Texte proposé:
La seule lecture témoigne de la nécessité de l’apprentissage par la démonstration...
Cette exigence oblige à la pratique d’atelier : table-palette, préparation des supports, broyage frais de la tempéra et surtout une composition élaborée en amont.
Dans le contexte des années 1920 elle devait avoir un caractère rétrograde, anti-moderne, en opposition avec la peinture à l’huile et sa facilité. L’improvisation en cours de travail est relative, la liberté d'exécution des avants-gardes est battue en brèche. C’est là une des sources de la défiance des modernes envers Dix. Comme Giorgio De Chirico (9) au même moment, il interroge une modernité récente. D’abord peintre et témoin de son temps, méfiant envers les engagements politiques, assez provocateur pour embrasser des attitudes opposées à celles du monde de l’art, il se réjouit de nager à contre-courant. La distance historique montre aujourd’hui son souci de construire une œuvre contre tout dogmatisme.
S’inventer
Dix à une relation directe et sophistiquée avec la technique et illustre à merveille ce qu’expérimenter veut dire. En 1918, au sortir de la guerre il construit une œuvre aux accents cubistes faite d’une matière hétérogène et râpeuse qui fragmente l’espace. La pleine pâte et le collage permettent le recouvrement et d’enfouir les émotions dans la matière. Tranchée est l’acmé du déversement de matière pour exorciser son expérience. La réception du tableau donne idée de la compréhension qu’en ont les contemporains. Entre admiration et rejet, les avis s’affrontent et le scandale passé, Dix est insatisfait de la seule provocation qui entretient l’incompréhension mais ne rend pas compte de son talent. Ce marasme psychologique nécessitait une distanciation et la pratique de l’art devait être le lieu de cette reconstruction. L’ampleur du projet du cycle de gravures Der Krieg (10) et la dimension systématique de la taille douce sont comparables à l’exigence de la Mischtechnik : des dessins à la gravure, des morsures à l’acide aux impressions intermédiaires, il faut avancer en retenant l’élan, progresser en mettant à distance une sensibilité envahissante et s’il est question de chasser les cauchemars autant les exposer à la lumière crue de la conscience.

Relevé des données:
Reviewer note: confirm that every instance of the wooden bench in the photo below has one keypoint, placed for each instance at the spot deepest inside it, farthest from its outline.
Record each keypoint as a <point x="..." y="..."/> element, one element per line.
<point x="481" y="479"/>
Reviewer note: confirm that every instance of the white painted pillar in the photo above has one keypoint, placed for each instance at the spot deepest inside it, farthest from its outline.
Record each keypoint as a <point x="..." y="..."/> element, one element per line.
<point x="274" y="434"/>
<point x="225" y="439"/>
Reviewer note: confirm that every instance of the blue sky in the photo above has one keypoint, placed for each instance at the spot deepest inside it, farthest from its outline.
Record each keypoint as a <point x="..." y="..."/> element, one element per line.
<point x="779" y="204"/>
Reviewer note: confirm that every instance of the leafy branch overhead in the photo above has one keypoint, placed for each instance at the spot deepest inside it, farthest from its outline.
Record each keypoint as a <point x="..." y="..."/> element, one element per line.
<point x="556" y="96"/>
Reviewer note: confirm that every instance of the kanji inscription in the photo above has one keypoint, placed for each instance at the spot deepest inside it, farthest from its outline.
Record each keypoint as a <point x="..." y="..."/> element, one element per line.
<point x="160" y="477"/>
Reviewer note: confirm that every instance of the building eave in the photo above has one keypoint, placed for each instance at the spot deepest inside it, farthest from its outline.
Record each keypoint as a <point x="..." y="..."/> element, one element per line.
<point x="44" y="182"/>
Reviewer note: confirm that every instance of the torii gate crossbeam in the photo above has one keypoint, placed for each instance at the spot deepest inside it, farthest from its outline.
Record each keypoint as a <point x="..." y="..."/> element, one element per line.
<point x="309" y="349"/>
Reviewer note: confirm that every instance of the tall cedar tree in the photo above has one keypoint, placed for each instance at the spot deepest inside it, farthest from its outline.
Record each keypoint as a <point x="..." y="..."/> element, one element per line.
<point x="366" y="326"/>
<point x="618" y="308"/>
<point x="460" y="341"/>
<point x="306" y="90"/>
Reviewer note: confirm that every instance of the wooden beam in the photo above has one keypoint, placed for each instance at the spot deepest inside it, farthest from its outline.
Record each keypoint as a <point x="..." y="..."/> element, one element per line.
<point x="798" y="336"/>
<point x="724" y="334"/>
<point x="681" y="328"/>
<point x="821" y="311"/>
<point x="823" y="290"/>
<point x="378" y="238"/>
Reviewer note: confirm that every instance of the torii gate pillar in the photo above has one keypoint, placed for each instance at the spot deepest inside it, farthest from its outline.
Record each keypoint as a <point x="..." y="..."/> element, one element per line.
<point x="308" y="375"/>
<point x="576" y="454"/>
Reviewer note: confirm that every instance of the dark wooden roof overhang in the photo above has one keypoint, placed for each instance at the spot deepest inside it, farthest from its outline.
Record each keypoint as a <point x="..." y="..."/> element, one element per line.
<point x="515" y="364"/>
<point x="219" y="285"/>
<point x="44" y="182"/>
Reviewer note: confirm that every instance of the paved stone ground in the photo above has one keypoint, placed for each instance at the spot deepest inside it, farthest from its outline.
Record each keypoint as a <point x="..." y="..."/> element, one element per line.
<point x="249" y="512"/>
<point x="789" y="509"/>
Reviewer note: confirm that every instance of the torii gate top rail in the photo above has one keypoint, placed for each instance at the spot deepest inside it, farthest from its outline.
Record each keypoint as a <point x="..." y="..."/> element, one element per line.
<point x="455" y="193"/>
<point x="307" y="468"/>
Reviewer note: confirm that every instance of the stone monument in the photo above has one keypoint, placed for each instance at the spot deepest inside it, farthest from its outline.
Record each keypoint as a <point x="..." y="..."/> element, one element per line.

Consignes:
a) D'après le texte proposé, en quelle année Dix construit-il une œuvre aux accents cubistes ?
b) Extrayez du texte proposé le passage qui va de « Cette exigence oblige » jusqu'à « contre tout dogmatisme. » inclus.

Corrigé de l'exercice:
a) En 1918, au sortir de la guerre.

b)
Cette exigence oblige à la pratique d’atelier : table-palette, préparation des supports, broyage frais de la tempéra et surtout une composition élaborée en amont.
Dans le contexte des années 1920 elle devait avoir un caractère rétrograde, anti-moderne, en opposition avec la peinture à l’huile et sa facilité. L’improvisation en cours de travail est relative, la liberté d'exécution des avants-gardes est battue en brèche. C’est là une des sources de la défiance des modernes envers Dix. Comme Giorgio De Chirico (9) au même moment, il interroge une modernité récente. D’abord peintre et témoin de son temps, méfiant envers les engagements politiques, assez provocateur pour embrasser des attitudes opposées à celles du monde de l’art, il se réjouit de nager à contre-courant. La distance historique montre aujourd’hui son souci de construire une œuvre contre tout dogmatisme.